#### WORK TO COMPLETE
Exactly the lines from the one containing "the snow pile" through the final line of the listing are to be retyped, and nothing more.

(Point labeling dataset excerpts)
————————
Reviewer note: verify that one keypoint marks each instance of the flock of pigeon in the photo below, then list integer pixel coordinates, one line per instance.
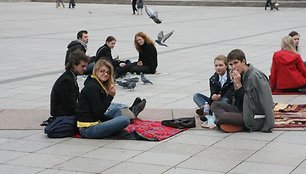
(130, 83)
(161, 38)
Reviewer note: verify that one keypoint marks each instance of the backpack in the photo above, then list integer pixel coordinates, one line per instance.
(61, 127)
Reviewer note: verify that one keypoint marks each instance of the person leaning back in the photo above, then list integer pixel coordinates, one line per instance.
(253, 110)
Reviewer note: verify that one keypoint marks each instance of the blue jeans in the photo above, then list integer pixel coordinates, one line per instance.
(200, 99)
(107, 128)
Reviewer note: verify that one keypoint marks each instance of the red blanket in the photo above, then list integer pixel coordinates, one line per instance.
(152, 130)
(290, 115)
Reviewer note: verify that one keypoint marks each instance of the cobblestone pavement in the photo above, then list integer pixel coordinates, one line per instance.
(34, 37)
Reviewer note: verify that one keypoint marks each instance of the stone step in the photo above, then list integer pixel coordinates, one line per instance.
(236, 3)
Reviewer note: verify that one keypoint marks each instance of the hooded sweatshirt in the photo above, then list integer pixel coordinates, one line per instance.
(287, 71)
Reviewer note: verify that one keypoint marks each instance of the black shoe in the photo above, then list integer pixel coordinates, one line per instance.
(47, 122)
(139, 107)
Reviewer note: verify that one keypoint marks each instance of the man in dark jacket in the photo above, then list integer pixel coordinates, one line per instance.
(80, 43)
(253, 110)
(65, 91)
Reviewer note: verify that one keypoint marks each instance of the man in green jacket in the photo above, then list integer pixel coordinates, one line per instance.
(253, 109)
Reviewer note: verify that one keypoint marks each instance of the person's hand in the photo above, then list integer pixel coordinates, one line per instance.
(216, 97)
(139, 63)
(236, 78)
(112, 90)
(122, 64)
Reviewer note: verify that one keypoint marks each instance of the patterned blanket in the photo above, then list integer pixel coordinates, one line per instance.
(289, 115)
(151, 130)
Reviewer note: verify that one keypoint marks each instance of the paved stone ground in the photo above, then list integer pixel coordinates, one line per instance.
(34, 37)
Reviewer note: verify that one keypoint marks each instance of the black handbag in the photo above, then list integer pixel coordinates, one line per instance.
(186, 122)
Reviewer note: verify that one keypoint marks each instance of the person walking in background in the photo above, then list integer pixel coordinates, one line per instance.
(71, 3)
(59, 2)
(288, 72)
(65, 91)
(139, 6)
(221, 86)
(147, 60)
(269, 4)
(134, 6)
(104, 52)
(80, 43)
(95, 98)
(253, 107)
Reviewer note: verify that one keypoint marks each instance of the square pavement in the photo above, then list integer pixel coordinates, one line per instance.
(34, 37)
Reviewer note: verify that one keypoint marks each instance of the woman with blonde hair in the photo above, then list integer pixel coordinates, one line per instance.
(288, 72)
(147, 60)
(95, 98)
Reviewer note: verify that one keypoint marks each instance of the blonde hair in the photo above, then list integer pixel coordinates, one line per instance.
(145, 37)
(288, 44)
(107, 84)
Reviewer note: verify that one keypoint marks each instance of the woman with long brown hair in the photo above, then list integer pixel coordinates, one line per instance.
(147, 60)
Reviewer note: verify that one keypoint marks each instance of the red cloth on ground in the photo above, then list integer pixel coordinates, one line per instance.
(287, 71)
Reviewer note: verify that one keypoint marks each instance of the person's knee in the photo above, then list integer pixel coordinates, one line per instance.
(214, 105)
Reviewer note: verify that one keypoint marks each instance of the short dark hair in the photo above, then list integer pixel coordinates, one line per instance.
(80, 34)
(75, 58)
(236, 54)
(293, 33)
(110, 38)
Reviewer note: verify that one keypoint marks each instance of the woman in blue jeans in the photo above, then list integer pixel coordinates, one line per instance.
(221, 86)
(95, 98)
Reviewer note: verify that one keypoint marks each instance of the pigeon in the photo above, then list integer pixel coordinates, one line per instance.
(131, 86)
(144, 79)
(161, 38)
(153, 15)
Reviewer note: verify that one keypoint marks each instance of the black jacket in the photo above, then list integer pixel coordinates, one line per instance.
(105, 52)
(74, 45)
(215, 87)
(64, 95)
(93, 102)
(148, 56)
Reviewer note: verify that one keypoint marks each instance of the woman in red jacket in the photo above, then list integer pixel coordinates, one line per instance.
(288, 72)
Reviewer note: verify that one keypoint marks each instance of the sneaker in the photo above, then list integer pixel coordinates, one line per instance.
(230, 128)
(139, 107)
(47, 122)
(200, 112)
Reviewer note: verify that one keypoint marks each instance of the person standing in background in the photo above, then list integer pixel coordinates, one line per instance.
(139, 6)
(71, 3)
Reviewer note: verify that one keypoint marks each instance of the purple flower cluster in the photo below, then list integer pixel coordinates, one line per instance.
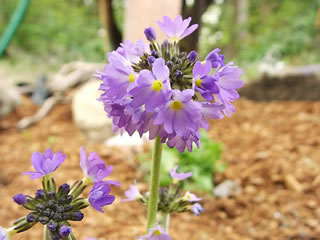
(155, 88)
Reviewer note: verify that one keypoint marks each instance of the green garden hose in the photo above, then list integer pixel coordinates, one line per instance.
(13, 25)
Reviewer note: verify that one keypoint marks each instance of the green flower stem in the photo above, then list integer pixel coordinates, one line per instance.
(46, 233)
(164, 220)
(154, 184)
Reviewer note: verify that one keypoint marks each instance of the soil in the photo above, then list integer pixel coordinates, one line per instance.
(268, 88)
(272, 149)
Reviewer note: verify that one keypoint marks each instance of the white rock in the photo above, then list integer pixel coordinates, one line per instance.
(88, 112)
(227, 188)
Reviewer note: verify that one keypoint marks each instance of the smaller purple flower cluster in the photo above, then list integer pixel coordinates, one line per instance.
(169, 94)
(187, 202)
(55, 207)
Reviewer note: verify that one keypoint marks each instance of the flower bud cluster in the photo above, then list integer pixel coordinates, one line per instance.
(157, 89)
(170, 198)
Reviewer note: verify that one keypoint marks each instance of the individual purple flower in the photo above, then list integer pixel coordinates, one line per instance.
(93, 166)
(132, 194)
(156, 233)
(192, 56)
(184, 141)
(133, 51)
(228, 80)
(45, 163)
(150, 34)
(65, 231)
(197, 209)
(178, 28)
(206, 85)
(116, 77)
(179, 176)
(20, 199)
(190, 197)
(216, 60)
(3, 234)
(180, 115)
(152, 88)
(99, 196)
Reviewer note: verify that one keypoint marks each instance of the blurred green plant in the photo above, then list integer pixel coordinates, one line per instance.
(203, 162)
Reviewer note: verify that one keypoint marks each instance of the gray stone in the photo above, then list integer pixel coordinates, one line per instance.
(227, 188)
(88, 113)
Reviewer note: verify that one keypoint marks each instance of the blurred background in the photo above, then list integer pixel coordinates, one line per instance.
(249, 32)
(258, 172)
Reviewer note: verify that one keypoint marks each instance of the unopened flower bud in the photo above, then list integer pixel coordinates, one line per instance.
(150, 34)
(155, 54)
(192, 56)
(151, 60)
(32, 217)
(52, 225)
(65, 231)
(40, 194)
(44, 220)
(76, 216)
(20, 199)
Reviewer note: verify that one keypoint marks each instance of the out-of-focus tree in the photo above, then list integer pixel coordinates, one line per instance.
(194, 9)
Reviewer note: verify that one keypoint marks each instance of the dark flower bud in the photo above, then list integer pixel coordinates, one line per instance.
(32, 217)
(179, 74)
(169, 64)
(52, 194)
(68, 199)
(65, 231)
(20, 199)
(155, 54)
(40, 194)
(57, 217)
(151, 60)
(52, 225)
(40, 207)
(150, 34)
(44, 220)
(76, 216)
(46, 212)
(192, 56)
(63, 190)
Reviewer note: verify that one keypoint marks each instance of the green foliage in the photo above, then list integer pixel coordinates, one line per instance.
(283, 28)
(57, 31)
(203, 162)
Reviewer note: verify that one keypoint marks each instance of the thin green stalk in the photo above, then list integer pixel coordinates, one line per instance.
(46, 234)
(154, 184)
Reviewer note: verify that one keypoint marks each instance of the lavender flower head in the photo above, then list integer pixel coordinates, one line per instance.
(93, 167)
(157, 89)
(179, 176)
(99, 196)
(3, 234)
(46, 163)
(132, 194)
(157, 233)
(20, 199)
(178, 28)
(190, 197)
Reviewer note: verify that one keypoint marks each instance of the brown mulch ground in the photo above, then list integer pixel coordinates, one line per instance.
(271, 148)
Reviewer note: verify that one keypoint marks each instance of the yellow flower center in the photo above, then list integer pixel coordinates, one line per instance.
(198, 82)
(131, 77)
(157, 85)
(176, 105)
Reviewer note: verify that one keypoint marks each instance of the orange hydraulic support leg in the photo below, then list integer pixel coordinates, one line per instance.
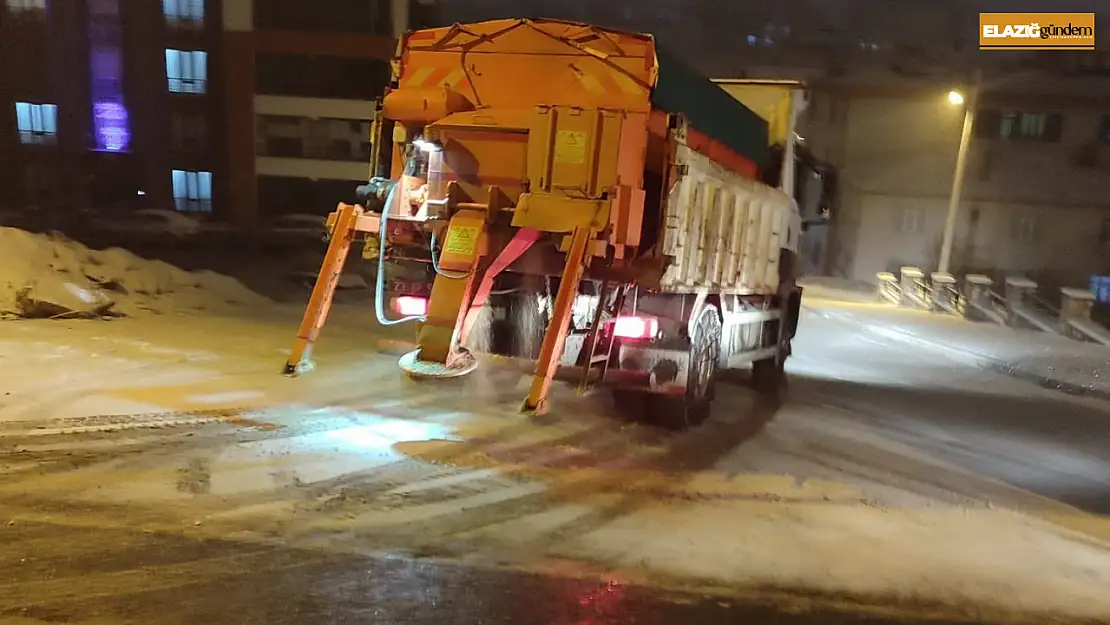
(463, 248)
(555, 338)
(343, 233)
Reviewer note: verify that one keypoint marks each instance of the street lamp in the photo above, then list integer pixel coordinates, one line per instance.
(954, 201)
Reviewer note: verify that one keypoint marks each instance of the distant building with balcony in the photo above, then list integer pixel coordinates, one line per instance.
(1036, 198)
(300, 99)
(233, 110)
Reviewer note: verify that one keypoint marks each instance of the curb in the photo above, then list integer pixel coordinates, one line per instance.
(990, 363)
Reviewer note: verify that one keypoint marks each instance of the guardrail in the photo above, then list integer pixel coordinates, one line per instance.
(1019, 305)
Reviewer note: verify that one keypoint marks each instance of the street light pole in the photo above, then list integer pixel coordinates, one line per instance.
(961, 159)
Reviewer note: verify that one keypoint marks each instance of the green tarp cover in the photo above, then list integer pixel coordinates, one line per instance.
(708, 108)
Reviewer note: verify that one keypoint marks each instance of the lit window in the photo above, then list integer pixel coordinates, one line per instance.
(187, 70)
(910, 221)
(37, 123)
(27, 4)
(192, 191)
(183, 10)
(1026, 228)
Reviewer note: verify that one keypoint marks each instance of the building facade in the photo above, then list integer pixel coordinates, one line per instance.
(231, 110)
(120, 116)
(1036, 197)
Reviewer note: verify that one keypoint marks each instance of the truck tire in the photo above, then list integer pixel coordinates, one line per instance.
(692, 409)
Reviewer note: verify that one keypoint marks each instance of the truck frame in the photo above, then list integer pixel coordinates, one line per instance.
(566, 193)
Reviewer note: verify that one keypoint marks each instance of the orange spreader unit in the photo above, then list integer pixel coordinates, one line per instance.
(497, 134)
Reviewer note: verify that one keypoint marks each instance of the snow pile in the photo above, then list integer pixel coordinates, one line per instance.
(50, 276)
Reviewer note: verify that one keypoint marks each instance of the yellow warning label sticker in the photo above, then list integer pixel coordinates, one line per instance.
(462, 240)
(571, 147)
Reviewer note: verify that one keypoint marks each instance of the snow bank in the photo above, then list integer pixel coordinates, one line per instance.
(51, 276)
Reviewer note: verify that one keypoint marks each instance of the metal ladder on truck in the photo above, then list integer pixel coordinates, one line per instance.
(597, 350)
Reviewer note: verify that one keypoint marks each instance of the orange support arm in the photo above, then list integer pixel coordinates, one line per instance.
(555, 338)
(345, 220)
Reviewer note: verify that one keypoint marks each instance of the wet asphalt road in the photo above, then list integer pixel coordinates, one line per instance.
(52, 574)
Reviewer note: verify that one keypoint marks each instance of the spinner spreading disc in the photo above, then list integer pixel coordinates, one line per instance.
————————
#### RESULT OF THIS TASK
Reviewer note: verify that one keypoint marks each instance of the snow pile in the photo above, then list integer pixel coordinates, one line per instance.
(50, 276)
Reviewer note: verify that one keypoint marks each instance of the yellow warning label sticker in the photo above, then list integer pixel coordinates, one line per instance.
(462, 240)
(571, 147)
Reviewer note: verify that one keypoint marks each instance of the snow bank in the photo above, then list integer pixel coordinates, one line per instance.
(51, 276)
Reviewer note: verify that one keypoint marks each instance of the metal ladder on truck in the photo above, then list integer pixel coordinates, one line per instance.
(597, 350)
Reviewer note: verify that one keypoint marks each instance of the orange support arm in the photo above, then list integer pixel coordinates, one line per instance.
(555, 338)
(345, 220)
Reviewer note: verify that one keypoint marks each instance of the wet asphalt road in the photo above, then list integer pixel coordinates, one line per instance.
(52, 574)
Reviewer note: verify that one keypoint marks each instance of the spinner spreading disc in the photo above, then list integer pixel coordinates, one line per instance.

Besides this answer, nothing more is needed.